● PROMPT:
Can you recast each line of the entries below as a Markdown table with the columns Row and Line, numbering the rows and leaving out any blank lines?

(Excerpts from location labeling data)
○ ○ ○ ○ ○

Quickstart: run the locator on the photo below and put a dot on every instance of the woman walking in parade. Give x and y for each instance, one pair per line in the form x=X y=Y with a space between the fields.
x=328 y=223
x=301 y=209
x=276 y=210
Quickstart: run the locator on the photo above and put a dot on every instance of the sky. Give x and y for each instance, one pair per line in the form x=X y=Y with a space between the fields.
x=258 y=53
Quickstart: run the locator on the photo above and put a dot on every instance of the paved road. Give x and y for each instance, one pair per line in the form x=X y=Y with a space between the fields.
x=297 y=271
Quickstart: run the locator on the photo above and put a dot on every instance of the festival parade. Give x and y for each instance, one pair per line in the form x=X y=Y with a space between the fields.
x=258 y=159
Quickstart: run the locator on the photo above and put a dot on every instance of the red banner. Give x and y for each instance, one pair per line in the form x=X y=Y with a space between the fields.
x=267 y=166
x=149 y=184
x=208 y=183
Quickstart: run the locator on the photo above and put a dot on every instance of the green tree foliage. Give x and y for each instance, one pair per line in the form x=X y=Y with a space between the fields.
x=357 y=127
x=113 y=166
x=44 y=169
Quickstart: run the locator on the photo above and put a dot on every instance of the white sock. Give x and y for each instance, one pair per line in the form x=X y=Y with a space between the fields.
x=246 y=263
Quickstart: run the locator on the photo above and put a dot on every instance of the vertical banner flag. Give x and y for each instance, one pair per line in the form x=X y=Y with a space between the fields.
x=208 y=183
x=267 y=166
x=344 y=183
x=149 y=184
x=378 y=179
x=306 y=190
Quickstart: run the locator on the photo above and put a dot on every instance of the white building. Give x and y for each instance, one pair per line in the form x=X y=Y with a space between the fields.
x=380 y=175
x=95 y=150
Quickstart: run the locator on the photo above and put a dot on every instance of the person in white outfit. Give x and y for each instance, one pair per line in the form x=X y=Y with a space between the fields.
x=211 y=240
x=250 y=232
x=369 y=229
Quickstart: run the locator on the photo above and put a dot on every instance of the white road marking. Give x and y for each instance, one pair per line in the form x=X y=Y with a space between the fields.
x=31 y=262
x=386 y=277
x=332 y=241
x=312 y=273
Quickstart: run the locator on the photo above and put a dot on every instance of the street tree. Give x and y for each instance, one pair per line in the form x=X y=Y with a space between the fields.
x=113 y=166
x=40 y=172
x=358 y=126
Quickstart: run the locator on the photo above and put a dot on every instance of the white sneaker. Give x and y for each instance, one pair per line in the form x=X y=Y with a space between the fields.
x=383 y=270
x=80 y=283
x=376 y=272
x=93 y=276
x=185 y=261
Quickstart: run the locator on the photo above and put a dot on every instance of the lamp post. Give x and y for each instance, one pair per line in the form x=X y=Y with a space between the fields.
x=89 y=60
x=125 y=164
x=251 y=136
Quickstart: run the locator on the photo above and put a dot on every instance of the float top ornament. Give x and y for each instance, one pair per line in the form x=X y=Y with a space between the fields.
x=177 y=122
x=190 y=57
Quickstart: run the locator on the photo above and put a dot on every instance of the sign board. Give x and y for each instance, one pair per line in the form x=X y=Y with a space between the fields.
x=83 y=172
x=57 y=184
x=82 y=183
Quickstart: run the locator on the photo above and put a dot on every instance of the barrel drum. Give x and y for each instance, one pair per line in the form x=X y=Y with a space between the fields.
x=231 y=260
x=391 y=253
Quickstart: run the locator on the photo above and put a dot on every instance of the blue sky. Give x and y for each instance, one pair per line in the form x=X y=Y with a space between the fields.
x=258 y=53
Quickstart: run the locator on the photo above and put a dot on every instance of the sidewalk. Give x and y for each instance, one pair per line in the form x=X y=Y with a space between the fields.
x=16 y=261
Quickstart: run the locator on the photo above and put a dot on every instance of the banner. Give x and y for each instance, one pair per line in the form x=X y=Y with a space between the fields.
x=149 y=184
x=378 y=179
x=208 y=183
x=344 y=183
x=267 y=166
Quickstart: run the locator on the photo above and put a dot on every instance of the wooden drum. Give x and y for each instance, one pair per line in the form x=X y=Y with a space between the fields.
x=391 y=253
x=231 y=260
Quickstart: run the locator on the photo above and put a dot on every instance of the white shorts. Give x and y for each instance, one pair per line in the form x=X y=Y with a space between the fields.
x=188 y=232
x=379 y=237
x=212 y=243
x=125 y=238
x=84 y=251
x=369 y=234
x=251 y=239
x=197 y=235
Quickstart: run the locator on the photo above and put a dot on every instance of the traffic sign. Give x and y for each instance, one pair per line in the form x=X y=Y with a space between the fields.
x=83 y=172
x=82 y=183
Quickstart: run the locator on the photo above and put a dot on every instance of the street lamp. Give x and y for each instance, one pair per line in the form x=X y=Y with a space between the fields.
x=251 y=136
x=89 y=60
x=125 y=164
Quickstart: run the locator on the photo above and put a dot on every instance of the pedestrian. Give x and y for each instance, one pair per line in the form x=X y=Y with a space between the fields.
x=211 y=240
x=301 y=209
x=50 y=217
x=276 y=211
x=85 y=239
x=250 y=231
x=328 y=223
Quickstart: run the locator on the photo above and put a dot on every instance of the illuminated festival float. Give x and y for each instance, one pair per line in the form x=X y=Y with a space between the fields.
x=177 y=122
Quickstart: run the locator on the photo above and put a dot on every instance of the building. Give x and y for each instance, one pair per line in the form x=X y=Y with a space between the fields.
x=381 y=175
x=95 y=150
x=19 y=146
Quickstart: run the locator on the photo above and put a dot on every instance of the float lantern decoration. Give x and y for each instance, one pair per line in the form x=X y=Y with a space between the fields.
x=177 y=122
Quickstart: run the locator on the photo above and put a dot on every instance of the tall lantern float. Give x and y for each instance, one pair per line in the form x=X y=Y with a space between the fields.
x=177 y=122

○ ○ ○ ○ ○

● SOLUTION TO THE EXERCISE:
| Row | Line |
|---|---|
| 1 | Quickstart: run the locator on the photo below and put a dot on every instance of the woman walking in parade. Give x and y for each instance, one pair per line in the form x=X y=Y with a space between the fields. |
| 2 | x=328 y=223 |
| 3 | x=301 y=209 |
| 4 | x=276 y=210 |
| 5 | Quickstart: run the locator on the photo above and put a dot on every instance of the sky. Give x and y for each instance, one pair per line in the form x=X y=Y with a space between the fields. |
| 6 | x=258 y=53 |
| 7 | Quickstart: run the locator on the photo above and put a dot on every instance of the paved road. Give x and y for each instance, one pair per line in the form x=X y=Y with a space between the fields. |
| 8 | x=297 y=271 |
| 9 | Quickstart: run the locator on the photo above and put a dot on every instance of the festival parade. Give x and y for each instance, one pair per line in the form x=X y=Y with a space between the fields. |
| 10 | x=258 y=159 |
| 11 | Quickstart: run the locator on the photo above and put a dot on every instance of the red banner. Give x and y for each instance, one pair per line in the form x=X y=Y with a space between the fields. |
| 12 | x=267 y=166 |
| 13 | x=149 y=184 |
| 14 | x=208 y=183 |
| 15 | Quickstart: run the locator on the photo above and put a dot on every instance of the green tree foliage. Give x and y for each instance, one pair per line in the form x=X y=Y with a space between the fields. |
| 16 | x=357 y=127 |
| 17 | x=113 y=166 |
| 18 | x=44 y=169 |
| 19 | Quickstart: run the locator on the photo above and put a dot on every instance of the white sock. Give x and y for each instance, one pair per line in the form x=X y=Y with a space between the fields. |
| 20 | x=246 y=263 |
| 21 | Quickstart: run the locator on the photo above and put a dot on every instance of the vertical banner flag. Give x and y for each instance, one pair per line in the form x=X y=Y with a space between the fields. |
| 22 | x=208 y=183 |
| 23 | x=267 y=166 |
| 24 | x=344 y=183 |
| 25 | x=149 y=184 |
| 26 | x=378 y=179 |
| 27 | x=306 y=190 |
| 28 | Quickstart: run the locator on the photo above and put a dot on every instance of the white building. Give x and y for each instance, one pair per line in the form x=X y=Y with a space between the fields. |
| 29 | x=380 y=175 |
| 30 | x=95 y=150 |
| 31 | Quickstart: run the locator on the photo above and put a dot on every instance of the person in white outfit. Give x and y for each instance, one pair per line in the form x=X y=Y with a space between the fields. |
| 32 | x=211 y=240 |
| 33 | x=250 y=232 |
| 34 | x=369 y=229 |
| 35 | Quickstart: run the locator on the photo above and put a dot on every instance of the white road marking. Give x and y for each instance, one pair per line in the form x=X y=Y with a space between the fields. |
| 36 | x=31 y=262 |
| 37 | x=386 y=277 |
| 38 | x=332 y=241 |
| 39 | x=312 y=273 |
| 40 | Quickstart: run the locator on the photo above and put a dot on every instance of the street tree. Give x and y for each instance, one pair per line in the form x=X y=Y with a space between the fields. |
| 41 | x=113 y=166 |
| 42 | x=40 y=172 |
| 43 | x=358 y=126 |
| 44 | Quickstart: run the locator on the photo above and put a dot on every instance of the white sneaker. Give x and y for each instance, one pair per line in the form x=X y=Y with a space between the fields. |
| 45 | x=383 y=270 |
| 46 | x=80 y=283 |
| 47 | x=376 y=272 |
| 48 | x=93 y=276 |
| 49 | x=185 y=261 |
| 50 | Quickstart: run the locator on the photo above and put a dot on every instance of the lamp post. Give x and y for each instance, one pair per line in the form x=X y=Y with a space between the fields. |
| 51 | x=89 y=60 |
| 52 | x=125 y=164 |
| 53 | x=251 y=136 |
| 54 | Quickstart: run the locator on the photo above and put a dot on every instance of the float top ornament. Give x and y for each instance, one pair per line in the form x=X y=Y with a space between the fields. |
| 55 | x=177 y=122 |
| 56 | x=190 y=57 |
| 57 | Quickstart: run the locator on the photo above and put a dot on every instance of the sign board. Give x and y for each instance, one pair per line in the form x=X y=Y with a space between the fields. |
| 58 | x=83 y=172 |
| 59 | x=57 y=184 |
| 60 | x=82 y=183 |
| 61 | Quickstart: run the locator on the photo above and put a dot on every instance of the barrel drum. Give x and y for each instance, one pair per line in the form x=X y=Y with a space between the fields. |
| 62 | x=231 y=260 |
| 63 | x=391 y=253 |
| 64 | Quickstart: run the locator on the photo above and put a dot on every instance of the blue sky. Give x and y for each instance, one pair per line in the form x=X y=Y with a space between the fields. |
| 65 | x=258 y=53 |
| 66 | Quickstart: run the locator on the photo above and put a dot on every instance of the sidewalk. Give x and y for each instance, one pair per line in the form x=X y=Y with a space between the fields. |
| 67 | x=16 y=261 |
| 68 | Quickstart: run the locator on the photo above and put a dot on every instance of the banner. Give x and y for each instance, one pair per line in the form x=X y=Y with a space between the fields. |
| 69 | x=149 y=184 |
| 70 | x=378 y=179 |
| 71 | x=208 y=183 |
| 72 | x=344 y=183 |
| 73 | x=267 y=166 |
| 74 | Quickstart: run the locator on the photo above and put a dot on every instance of the wooden drum. Give x and y for each instance, one pair per line in the form x=X y=Y with a space between the fields. |
| 75 | x=391 y=253 |
| 76 | x=231 y=260 |
| 77 | Quickstart: run the locator on the photo above and put a dot on every instance of the white shorts. Give x and y for each instance, one pair per line in the form x=X y=Y with a space between the fields. |
| 78 | x=188 y=232 |
| 79 | x=379 y=237 |
| 80 | x=212 y=243 |
| 81 | x=125 y=238 |
| 82 | x=84 y=251 |
| 83 | x=369 y=234 |
| 84 | x=251 y=239 |
| 85 | x=197 y=235 |
| 86 | Quickstart: run the locator on the photo above and put a dot on every instance of the traffic sign. Give x and y for each instance, one pair per line in the form x=X y=Y with a space between the fields. |
| 87 | x=83 y=172 |
| 88 | x=82 y=183 |
| 89 | Quickstart: run the locator on the photo above and put a dot on every instance of the street lamp. Give x and y for each instance, one pair per line in the form x=X y=Y with a space between the fields. |
| 90 | x=251 y=136 |
| 91 | x=89 y=60 |
| 92 | x=125 y=164 |
| 93 | Quickstart: run the locator on the photo above and put a dot on every instance of the pedestrian. Give x and y for each instance, one pair per line in the form x=X y=Y with a space between the fields. |
| 94 | x=211 y=240 |
| 95 | x=301 y=209 |
| 96 | x=50 y=217 |
| 97 | x=276 y=211 |
| 98 | x=85 y=239 |
| 99 | x=250 y=231 |
| 100 | x=328 y=223 |
| 101 | Quickstart: run the locator on the photo above and put a dot on every instance of the illuminated festival float. Give x and y for each instance, one pair per line in the form x=X y=Y with a space between the fields. |
| 102 | x=177 y=122 |
| 103 | Quickstart: run the locator on the photo above and put a dot on every instance of the building. Give x and y for each instance, one pair per line in the form x=X y=Y with a space between the fields. |
| 104 | x=381 y=175 |
| 105 | x=95 y=150 |
| 106 | x=19 y=146 |
| 107 | Quickstart: run the locator on the photo above and put a dot on every instance of the float lantern decoration. Give x and y for each instance, one pair per line in the form x=X y=Y with a space between the fields. |
| 108 | x=177 y=122 |
| 109 | Quickstart: run the locator on the photo above and put a dot on every instance of the tall lantern float. Give x and y for each instance, one pair per line in the form x=X y=Y with a space between the fields. |
| 110 | x=177 y=122 |